## Aim
Please reproduce the lines below exactly, starting at the line containing "Practice. Spot the hand" and ending after the line containing "Target: player's bare forearm".

(Object location annotation data)
══════════════════════════════

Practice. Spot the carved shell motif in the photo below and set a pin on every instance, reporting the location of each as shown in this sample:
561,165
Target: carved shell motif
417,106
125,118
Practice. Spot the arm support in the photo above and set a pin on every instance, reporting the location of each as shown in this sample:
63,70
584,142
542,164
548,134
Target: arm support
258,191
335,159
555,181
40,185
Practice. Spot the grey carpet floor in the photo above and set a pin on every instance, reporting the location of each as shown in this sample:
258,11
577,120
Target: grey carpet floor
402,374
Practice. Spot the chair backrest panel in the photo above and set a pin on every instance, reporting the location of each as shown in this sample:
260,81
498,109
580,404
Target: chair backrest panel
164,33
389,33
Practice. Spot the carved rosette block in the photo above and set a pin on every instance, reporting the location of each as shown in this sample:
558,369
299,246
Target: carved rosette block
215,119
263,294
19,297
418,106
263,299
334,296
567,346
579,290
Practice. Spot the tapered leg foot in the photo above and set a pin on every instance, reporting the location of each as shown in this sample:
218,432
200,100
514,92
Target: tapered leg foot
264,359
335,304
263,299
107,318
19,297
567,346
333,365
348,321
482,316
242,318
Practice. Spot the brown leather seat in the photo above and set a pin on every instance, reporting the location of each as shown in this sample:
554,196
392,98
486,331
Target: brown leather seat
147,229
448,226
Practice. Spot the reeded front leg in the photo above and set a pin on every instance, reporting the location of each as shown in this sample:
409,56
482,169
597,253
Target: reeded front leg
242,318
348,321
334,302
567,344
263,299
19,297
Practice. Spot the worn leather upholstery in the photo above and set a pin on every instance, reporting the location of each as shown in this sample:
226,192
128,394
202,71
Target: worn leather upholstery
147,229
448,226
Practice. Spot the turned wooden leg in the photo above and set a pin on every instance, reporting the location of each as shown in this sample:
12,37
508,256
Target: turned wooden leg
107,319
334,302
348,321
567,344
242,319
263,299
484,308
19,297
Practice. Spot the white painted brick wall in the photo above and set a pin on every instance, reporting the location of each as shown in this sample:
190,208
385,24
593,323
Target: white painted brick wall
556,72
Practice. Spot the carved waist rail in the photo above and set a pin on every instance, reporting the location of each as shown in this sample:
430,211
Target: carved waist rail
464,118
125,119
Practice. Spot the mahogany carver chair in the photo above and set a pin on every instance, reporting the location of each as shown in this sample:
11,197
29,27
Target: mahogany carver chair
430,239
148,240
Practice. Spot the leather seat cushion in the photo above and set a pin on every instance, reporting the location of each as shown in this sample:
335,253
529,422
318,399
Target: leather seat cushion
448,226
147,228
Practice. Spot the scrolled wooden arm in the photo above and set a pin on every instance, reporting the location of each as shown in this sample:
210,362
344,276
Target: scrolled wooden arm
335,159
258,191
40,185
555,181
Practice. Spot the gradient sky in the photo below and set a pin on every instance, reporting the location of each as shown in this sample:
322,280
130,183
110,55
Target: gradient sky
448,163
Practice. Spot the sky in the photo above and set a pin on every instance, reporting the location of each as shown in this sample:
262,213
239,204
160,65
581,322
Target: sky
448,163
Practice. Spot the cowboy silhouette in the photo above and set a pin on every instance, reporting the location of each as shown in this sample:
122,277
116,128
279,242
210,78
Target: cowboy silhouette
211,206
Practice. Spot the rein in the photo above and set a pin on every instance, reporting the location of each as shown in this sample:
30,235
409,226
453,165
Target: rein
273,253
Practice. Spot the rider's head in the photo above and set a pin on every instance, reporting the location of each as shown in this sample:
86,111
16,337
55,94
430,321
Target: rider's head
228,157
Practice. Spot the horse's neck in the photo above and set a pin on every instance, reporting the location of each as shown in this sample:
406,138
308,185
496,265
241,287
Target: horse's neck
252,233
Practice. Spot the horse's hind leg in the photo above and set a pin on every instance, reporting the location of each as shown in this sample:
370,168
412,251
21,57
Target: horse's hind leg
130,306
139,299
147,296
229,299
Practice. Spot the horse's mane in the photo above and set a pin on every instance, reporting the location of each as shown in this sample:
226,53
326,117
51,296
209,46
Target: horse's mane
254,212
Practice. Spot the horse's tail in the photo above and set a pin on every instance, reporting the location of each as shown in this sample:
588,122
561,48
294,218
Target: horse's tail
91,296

══════════════════════════════

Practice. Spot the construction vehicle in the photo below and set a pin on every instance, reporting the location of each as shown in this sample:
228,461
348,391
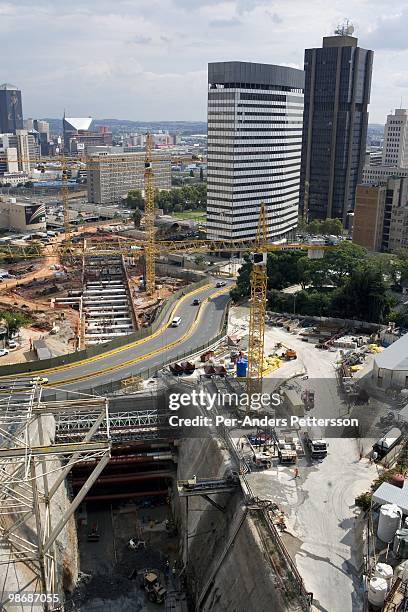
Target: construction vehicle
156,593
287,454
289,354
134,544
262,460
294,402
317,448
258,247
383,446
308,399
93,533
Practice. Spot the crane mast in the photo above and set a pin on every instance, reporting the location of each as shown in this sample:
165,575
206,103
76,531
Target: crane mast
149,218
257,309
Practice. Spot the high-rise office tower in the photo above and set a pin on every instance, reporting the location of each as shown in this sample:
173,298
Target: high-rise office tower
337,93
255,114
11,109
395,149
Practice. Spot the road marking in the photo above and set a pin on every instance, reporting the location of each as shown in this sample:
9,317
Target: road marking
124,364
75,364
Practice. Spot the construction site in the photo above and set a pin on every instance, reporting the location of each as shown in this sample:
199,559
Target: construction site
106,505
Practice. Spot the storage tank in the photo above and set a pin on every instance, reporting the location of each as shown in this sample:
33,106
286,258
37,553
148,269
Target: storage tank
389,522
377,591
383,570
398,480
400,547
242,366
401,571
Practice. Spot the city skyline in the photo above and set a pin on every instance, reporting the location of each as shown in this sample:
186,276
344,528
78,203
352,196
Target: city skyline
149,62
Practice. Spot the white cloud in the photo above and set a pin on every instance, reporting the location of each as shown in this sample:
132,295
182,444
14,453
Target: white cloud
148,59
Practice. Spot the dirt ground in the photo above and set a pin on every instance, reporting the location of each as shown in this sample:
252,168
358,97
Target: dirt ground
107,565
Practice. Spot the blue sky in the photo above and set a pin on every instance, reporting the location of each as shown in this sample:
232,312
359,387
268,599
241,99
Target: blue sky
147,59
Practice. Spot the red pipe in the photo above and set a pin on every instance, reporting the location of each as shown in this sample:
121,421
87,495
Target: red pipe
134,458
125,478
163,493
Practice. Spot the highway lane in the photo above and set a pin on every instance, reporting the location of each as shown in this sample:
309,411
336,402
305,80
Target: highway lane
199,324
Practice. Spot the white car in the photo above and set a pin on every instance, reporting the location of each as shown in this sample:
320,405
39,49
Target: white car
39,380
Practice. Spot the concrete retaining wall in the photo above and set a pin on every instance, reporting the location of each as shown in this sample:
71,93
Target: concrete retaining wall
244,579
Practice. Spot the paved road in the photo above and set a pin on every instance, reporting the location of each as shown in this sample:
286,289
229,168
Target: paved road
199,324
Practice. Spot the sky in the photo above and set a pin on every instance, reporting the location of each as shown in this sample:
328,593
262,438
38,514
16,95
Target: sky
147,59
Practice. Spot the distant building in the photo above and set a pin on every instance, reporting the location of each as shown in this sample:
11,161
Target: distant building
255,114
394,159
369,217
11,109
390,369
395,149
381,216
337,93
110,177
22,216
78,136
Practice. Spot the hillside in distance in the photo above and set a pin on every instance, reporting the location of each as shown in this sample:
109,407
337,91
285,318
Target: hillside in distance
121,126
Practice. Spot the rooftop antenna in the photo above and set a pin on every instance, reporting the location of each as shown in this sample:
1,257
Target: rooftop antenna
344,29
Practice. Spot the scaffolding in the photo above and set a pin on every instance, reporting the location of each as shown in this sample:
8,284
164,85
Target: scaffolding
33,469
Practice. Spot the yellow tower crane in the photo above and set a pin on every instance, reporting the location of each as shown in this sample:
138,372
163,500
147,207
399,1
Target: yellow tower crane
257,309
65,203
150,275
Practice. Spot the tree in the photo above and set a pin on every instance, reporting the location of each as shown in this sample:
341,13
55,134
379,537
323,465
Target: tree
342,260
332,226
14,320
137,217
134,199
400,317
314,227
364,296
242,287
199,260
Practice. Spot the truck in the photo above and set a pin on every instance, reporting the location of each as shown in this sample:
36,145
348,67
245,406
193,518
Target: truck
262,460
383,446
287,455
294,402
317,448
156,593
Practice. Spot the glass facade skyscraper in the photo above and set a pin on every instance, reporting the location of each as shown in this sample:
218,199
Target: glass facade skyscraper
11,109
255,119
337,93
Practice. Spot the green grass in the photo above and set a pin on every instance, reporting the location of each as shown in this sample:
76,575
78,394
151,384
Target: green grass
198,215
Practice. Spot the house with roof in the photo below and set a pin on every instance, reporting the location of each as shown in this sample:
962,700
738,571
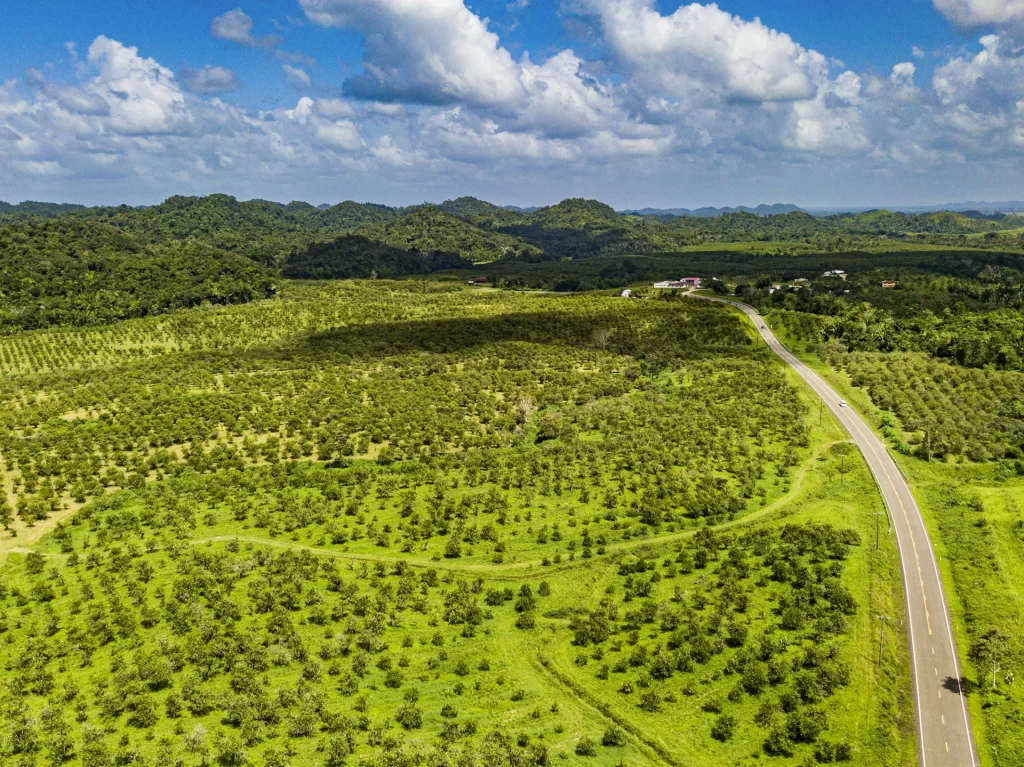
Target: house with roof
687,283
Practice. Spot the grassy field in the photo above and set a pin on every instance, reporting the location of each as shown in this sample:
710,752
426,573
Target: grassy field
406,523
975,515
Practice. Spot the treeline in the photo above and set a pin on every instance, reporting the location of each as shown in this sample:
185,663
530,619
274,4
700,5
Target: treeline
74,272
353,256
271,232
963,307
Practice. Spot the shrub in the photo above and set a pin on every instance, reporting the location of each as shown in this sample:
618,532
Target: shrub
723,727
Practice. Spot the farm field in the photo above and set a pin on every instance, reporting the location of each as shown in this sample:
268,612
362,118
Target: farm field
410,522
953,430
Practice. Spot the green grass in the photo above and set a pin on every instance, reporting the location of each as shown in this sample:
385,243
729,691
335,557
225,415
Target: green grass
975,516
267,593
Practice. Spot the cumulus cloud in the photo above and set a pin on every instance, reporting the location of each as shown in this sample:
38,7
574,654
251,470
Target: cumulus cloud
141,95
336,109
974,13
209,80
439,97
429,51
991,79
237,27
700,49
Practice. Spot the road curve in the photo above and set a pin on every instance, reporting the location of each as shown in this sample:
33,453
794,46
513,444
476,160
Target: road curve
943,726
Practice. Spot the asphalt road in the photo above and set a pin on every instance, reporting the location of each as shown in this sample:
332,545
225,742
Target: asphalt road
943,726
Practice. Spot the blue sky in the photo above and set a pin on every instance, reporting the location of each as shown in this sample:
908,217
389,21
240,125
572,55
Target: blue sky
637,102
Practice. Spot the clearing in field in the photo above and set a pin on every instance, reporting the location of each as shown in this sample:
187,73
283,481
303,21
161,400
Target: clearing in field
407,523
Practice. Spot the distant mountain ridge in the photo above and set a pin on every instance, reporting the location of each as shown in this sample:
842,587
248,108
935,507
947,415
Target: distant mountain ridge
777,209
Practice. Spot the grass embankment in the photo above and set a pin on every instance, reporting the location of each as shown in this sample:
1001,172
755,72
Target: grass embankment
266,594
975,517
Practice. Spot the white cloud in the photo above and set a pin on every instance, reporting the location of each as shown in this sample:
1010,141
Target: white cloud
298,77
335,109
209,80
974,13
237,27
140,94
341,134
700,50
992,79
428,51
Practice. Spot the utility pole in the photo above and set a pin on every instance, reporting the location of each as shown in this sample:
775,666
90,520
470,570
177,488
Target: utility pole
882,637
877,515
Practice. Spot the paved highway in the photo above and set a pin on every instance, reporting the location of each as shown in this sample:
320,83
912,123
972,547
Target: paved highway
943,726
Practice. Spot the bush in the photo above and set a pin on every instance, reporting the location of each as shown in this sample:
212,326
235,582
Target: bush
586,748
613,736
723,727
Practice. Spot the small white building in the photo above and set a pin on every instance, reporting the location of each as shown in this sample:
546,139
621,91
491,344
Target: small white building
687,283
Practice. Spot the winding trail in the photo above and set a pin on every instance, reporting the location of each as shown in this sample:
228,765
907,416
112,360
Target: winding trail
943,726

══════════════════════════════

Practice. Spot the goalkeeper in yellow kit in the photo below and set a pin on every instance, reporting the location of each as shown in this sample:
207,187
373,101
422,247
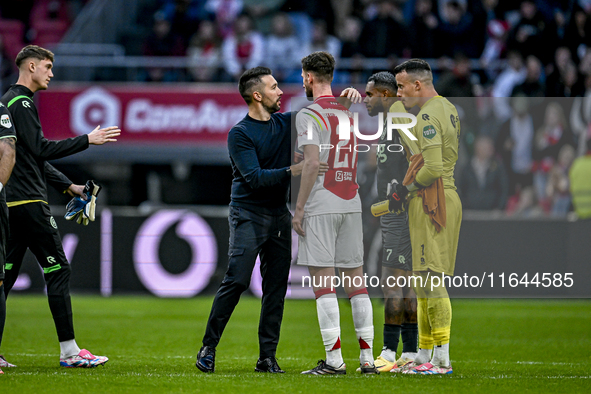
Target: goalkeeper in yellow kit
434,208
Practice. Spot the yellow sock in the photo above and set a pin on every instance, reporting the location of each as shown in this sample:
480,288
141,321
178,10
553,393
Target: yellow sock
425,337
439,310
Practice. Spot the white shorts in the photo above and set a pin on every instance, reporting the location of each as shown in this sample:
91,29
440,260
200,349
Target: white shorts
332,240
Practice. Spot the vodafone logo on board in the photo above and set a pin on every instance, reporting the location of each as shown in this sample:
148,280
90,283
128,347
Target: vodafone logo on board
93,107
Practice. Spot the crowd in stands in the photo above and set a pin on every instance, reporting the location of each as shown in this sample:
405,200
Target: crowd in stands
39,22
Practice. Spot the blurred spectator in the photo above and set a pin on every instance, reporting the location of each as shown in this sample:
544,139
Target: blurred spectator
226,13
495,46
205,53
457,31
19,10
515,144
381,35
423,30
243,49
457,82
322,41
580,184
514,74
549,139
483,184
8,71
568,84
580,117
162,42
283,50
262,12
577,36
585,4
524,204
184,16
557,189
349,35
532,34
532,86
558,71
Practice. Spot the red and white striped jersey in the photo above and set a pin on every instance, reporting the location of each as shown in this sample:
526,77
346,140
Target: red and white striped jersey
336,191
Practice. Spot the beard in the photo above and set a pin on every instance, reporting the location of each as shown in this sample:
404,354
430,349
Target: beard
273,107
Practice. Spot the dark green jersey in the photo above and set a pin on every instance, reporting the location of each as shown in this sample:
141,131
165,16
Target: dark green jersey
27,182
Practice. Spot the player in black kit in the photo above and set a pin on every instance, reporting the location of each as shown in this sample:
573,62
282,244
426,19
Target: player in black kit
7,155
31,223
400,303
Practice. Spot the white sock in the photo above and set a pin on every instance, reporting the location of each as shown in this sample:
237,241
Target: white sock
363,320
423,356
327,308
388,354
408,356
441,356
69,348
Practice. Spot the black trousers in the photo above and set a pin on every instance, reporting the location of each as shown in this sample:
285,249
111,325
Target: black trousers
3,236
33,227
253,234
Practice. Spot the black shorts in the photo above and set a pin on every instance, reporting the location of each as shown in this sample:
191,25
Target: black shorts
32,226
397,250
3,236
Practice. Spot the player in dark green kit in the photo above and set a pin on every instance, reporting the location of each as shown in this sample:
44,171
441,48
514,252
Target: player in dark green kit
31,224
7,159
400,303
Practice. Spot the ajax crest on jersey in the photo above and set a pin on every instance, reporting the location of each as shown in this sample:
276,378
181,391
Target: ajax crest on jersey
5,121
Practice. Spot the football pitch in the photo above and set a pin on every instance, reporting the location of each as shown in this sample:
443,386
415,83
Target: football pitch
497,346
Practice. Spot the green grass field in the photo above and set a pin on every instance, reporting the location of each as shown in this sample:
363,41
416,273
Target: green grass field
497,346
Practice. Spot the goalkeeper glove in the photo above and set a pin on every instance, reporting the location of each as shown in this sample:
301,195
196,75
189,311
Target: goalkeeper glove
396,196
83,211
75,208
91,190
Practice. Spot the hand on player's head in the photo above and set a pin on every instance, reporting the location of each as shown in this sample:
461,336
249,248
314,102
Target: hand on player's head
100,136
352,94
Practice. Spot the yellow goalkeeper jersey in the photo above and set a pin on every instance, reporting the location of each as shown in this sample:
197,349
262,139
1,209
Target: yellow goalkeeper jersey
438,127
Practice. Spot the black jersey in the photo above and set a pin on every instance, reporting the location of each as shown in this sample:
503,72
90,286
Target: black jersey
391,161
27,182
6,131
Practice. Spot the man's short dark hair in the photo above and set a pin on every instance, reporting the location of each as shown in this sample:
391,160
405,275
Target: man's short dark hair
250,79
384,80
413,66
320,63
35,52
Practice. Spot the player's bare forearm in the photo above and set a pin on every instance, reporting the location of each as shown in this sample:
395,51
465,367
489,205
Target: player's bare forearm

══════════════════════════════

## The completed task
Practice. Spot the hand on player's head in the photo above and set a pin on every instance, reporting the location of each as shown in this sample:
461,336
249,248
314,102
Target: hand on player's head
100,136
352,94
Practice. Spot the yellow goalkeeper jersey in the photo above and set a pin on every instance, reporting the location of each as shown in this sample:
197,349
262,139
1,209
Target: yellow goalkeeper jersey
438,127
Practice. Spot the black jersey in the photo above and set a pin on every instance, reporting the location of each as shown in this sample:
503,72
90,286
Target: black jersey
391,161
27,182
6,131
Practice. Spot the man's short dark hair in the photo above and set a pin on every instance, reporting the location of each as shown in this sample:
391,160
405,275
Target: man's short dark hair
250,79
384,80
413,66
320,63
35,52
Practice. Spot the player's bare forearm in the photo above and set a pin on every instance, reporting the location of each as shown in this sample:
395,51
465,367
489,205
Target: player's bare forearm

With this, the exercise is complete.